* **Required work**
Reproduce every entry below word for word, with no changes.

* **Records supplied**
· · · ·

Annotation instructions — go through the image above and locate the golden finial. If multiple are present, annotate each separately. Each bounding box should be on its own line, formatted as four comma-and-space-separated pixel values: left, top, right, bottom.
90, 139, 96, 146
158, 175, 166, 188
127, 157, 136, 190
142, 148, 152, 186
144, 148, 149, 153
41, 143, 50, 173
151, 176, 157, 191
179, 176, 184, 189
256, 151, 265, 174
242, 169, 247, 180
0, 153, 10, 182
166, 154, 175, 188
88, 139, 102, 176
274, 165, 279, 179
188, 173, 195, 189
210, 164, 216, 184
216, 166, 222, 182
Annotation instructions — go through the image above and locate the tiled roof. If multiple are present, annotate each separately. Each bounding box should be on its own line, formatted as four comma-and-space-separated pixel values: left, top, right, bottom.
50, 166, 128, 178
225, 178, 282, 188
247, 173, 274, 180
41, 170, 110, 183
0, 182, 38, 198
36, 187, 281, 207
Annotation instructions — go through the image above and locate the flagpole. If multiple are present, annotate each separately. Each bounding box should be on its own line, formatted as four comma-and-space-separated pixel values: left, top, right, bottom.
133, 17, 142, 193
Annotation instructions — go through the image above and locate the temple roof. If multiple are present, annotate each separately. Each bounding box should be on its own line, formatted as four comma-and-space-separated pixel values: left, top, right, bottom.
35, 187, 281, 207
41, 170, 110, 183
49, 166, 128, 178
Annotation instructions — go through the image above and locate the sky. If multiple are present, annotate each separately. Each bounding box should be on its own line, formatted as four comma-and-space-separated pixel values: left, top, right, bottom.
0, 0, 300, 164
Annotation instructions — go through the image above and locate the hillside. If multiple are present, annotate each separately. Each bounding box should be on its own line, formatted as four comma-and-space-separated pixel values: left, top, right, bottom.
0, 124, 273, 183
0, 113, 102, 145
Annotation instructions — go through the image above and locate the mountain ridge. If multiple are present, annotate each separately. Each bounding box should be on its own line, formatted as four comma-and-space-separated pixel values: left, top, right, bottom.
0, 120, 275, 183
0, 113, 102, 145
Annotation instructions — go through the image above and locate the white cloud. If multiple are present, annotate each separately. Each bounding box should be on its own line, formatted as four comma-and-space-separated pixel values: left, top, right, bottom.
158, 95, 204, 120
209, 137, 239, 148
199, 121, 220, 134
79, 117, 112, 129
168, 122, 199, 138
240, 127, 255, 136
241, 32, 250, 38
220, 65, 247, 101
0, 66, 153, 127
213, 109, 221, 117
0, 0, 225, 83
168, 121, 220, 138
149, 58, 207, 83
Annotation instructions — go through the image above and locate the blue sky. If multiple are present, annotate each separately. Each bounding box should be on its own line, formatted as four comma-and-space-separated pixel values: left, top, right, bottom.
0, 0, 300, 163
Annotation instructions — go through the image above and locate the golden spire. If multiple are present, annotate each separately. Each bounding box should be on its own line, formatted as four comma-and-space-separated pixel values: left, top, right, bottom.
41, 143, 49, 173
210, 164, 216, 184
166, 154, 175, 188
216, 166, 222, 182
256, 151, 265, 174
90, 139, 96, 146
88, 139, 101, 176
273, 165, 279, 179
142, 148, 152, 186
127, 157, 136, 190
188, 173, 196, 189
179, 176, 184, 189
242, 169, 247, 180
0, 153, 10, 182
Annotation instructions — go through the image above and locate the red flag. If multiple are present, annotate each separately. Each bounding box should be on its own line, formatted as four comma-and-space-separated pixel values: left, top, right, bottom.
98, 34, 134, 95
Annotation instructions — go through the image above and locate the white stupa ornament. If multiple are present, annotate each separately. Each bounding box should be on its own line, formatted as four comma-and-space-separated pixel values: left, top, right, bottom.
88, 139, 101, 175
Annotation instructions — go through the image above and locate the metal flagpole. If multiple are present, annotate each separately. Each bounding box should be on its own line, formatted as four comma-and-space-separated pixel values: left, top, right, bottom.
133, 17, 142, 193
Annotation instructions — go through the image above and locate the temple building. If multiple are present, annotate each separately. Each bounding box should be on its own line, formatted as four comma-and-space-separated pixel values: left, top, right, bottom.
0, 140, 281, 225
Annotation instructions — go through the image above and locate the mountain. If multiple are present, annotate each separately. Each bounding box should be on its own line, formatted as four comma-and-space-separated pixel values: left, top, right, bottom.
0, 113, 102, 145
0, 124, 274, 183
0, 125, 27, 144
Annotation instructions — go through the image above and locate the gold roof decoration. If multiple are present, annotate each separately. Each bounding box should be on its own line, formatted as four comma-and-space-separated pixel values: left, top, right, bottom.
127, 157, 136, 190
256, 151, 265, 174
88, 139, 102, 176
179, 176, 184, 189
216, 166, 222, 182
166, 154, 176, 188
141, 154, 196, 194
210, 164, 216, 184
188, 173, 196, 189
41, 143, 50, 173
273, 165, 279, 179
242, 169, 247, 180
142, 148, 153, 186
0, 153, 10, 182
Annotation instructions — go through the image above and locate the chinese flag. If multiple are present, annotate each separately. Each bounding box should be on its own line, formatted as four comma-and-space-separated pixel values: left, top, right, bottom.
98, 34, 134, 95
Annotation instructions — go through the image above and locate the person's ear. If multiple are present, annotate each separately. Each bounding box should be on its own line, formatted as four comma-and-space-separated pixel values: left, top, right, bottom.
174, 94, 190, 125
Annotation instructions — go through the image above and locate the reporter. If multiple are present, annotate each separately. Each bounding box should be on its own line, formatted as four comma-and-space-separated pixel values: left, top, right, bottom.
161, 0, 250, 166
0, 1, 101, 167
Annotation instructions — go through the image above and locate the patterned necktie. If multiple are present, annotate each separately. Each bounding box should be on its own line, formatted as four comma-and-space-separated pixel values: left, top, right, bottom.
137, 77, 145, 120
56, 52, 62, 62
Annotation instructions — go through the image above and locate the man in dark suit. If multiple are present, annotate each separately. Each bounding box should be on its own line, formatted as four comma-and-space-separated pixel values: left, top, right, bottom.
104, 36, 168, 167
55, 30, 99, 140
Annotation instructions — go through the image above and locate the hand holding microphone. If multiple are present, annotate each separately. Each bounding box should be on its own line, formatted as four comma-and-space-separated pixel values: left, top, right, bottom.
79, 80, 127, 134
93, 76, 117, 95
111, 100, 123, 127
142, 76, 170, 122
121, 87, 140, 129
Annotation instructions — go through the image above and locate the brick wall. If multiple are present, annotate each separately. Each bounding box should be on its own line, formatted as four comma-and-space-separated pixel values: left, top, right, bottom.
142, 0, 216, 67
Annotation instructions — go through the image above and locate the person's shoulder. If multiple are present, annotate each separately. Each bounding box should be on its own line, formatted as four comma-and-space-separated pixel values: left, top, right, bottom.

· · · ·

* **Completed exercise**
Annotation instructions — go through the image above and locate the golden finial. If multiple are present, annotate each separately. Each bounding box should be on its own line, formatted as four comma-and-space-separated pixel values: left, top, right, bottom.
90, 139, 96, 146
158, 175, 166, 188
127, 157, 136, 190
142, 148, 152, 186
144, 148, 149, 153
41, 143, 50, 173
151, 176, 157, 191
179, 176, 184, 189
256, 151, 265, 174
242, 169, 247, 180
0, 153, 10, 182
166, 154, 175, 188
88, 139, 102, 176
274, 165, 279, 179
188, 173, 195, 189
210, 164, 216, 184
216, 166, 222, 182
Annotation instructions — go through the image above and locate the tiled roof. If multiple are present, annotate each separately. Each bounding box should be on its own line, formatted as four comma-and-space-separated pixel values: left, top, right, bottom.
50, 166, 128, 178
225, 178, 282, 188
247, 173, 274, 180
41, 170, 110, 183
0, 182, 38, 198
36, 187, 281, 207
Annotation instructions — go through the image above and locate the flagpole. If multiple are present, annotate each separately. Each bounding box should be on its own line, formatted as four comma-and-space-separated pixel values: left, top, right, bottom.
133, 17, 142, 193
Annotation instructions — go through the image above and locate the temple roof. If multiple are present, annotate each separately. Each bounding box should be on its own line, formatted as four comma-and-space-separated pixel values: left, top, right, bottom.
35, 187, 281, 207
41, 170, 110, 183
49, 166, 128, 178
Annotation instructions — go through the image above and locate the sky. If multiple are present, annotate each separately. Each bounding box should be on its own line, formatted as four comma-and-space-separated pixel values: left, top, right, bottom.
0, 0, 300, 164
Annotation instructions — go through the image above and locate the hillside. If multiple are present, annotate each separately. Each bounding box should be on its own line, formatted as four comma-and-space-separated pixel values: left, top, right, bottom.
0, 124, 273, 183
0, 113, 102, 145
Annotation instructions — go through the image above and locate the mountain ridge. If multiple are present, annotate each separately. Each bounding box should be on its own line, formatted as four comma-and-space-separated pixel values: left, top, right, bottom.
0, 120, 275, 183
0, 113, 102, 145
Annotation instructions — go through the image above and locate the white cloud. If multiple are present, annotate each separately. Each bounding box should be on its own line, formatted as four comma-and-space-separated pixel values: left, top, right, bottom.
158, 95, 204, 120
209, 137, 239, 148
199, 121, 220, 134
79, 117, 112, 129
168, 122, 199, 138
240, 127, 255, 136
241, 32, 250, 38
220, 65, 247, 101
0, 66, 153, 127
213, 109, 221, 117
0, 0, 225, 83
168, 121, 220, 138
149, 58, 207, 83
Annotation instructions — go through the image above and locate the blue sky. If multiple are present, annotate each separately. Each bounding box should be on its own line, formatted as four comma-and-space-separated pixel values: left, top, right, bottom.
0, 0, 300, 163
Annotation instructions — go through the image above and locate the golden spire. If multiple are present, annotate each separately. Each bounding box should be on its own line, formatted as four comma-and-space-separated pixel values: left, top, right, bottom.
41, 143, 49, 173
210, 164, 216, 184
166, 154, 175, 188
216, 166, 222, 182
256, 151, 265, 174
90, 139, 96, 146
88, 139, 101, 176
273, 165, 279, 179
142, 148, 152, 186
127, 157, 136, 190
188, 173, 196, 189
179, 176, 184, 189
242, 169, 247, 180
0, 153, 10, 182
Annotation instructions — go through the image above and locate the red flag. If multiple are present, annotate each separately. Each bounding box should be on its own line, formatted as four comma-and-space-separated pixel values: left, top, right, bottom.
98, 34, 134, 95
Annotation instructions — go through the image above and locate the white stupa ornament. If multiple are present, annotate each separately. Each bounding box should be on its own line, formatted as four comma-and-space-separated pixel values: left, top, right, bottom.
88, 139, 101, 175
Annotation instructions — go through the image above and locate the metal flagpole. If multiple are present, annotate each separately. Each bounding box should be on its own line, formatted as four comma-and-space-separated pixel values: left, top, right, bottom.
133, 17, 142, 193
Annotation instructions — go through the image above and locate the temple building. If multiple are present, annotate each separately. Each bounding box should be on its own line, formatted as four comma-and-space-separated pixel values: left, top, right, bottom.
0, 140, 281, 225
Annotation instructions — go through the image above and locate the mountain. If multiple are present, annotate each separately. Each bounding box should be on its own line, formatted as four comma-and-space-separated pixel values: left, top, right, bottom.
0, 113, 102, 145
0, 124, 274, 183
0, 125, 27, 144
Annotation instructions — go through the image above and locate the gold roof decoration. If multiple are present, annotate each separately. Each bounding box should be on its own line, formatted as four comma-and-space-separated pixel values: left, top, right, bottom.
127, 157, 136, 190
256, 151, 265, 174
88, 139, 102, 176
179, 176, 184, 189
216, 166, 222, 182
166, 154, 176, 188
141, 154, 196, 194
210, 164, 216, 184
188, 173, 196, 189
41, 143, 50, 173
273, 165, 279, 179
242, 169, 247, 180
142, 148, 153, 186
0, 153, 10, 182
Annotation instructions — go through the image above and locate the chinese flag. If multiple are present, annotate each separately. Each bounding box should be on its own line, formatted as four comma-and-space-separated pixel values: left, top, right, bottom.
98, 34, 134, 95
Annotation instructions — go through the image above and locate the person's ear. If multiple are present, annotate each separately. Each bounding box should be on its own line, formatted as four comma-and-space-separated pixel values: left, top, right, bottom.
174, 94, 190, 125
Annotation instructions — go through the image above and locate the reporter. If multiple are present, annotate each separately. Each bounding box should be on its own line, formatted as four comma-and-space-separated pixel values: left, top, right, bottom.
161, 0, 250, 166
0, 1, 101, 167
Annotation instructions — go through the image above and locate the patterned necktie. If multiple are present, annotate each separately. Each bounding box should be on its own line, formatted as four comma-and-space-separated pixel values: left, top, right, bottom.
137, 77, 145, 120
56, 52, 62, 62
Annotation instructions — go through the image above and locate the man in dark suit. If multiple are present, annotate each separately. Each bounding box should be on its own line, formatted as four comma-and-space-separated pixel values: left, top, right, bottom.
104, 36, 168, 167
55, 30, 99, 140
Annotation instructions — go through the image above and locate the hand holding microphone. If multiple are present, annotate each separately. Each bounding box should be on its own line, formatted as four comma-and-space-separated pixel values: left, top, right, bottom.
79, 80, 127, 134
93, 76, 117, 95
111, 100, 123, 127
142, 76, 170, 122
121, 87, 140, 129
Annotation instructions — go through the image above and locate the brick wall. If multiple are present, annotate each separately. Each bounding box should be on its own line, formatted as four comma-and-space-separated pixel values: left, top, right, bottom.
142, 0, 216, 67
Annotation instructions — go through the image above and locate the person's shoulder. If multiple are present, annotate each separately. Each bounding box should be on its own line, formatted as four comma-and-space-separated pixel values: left, top, right, bottom.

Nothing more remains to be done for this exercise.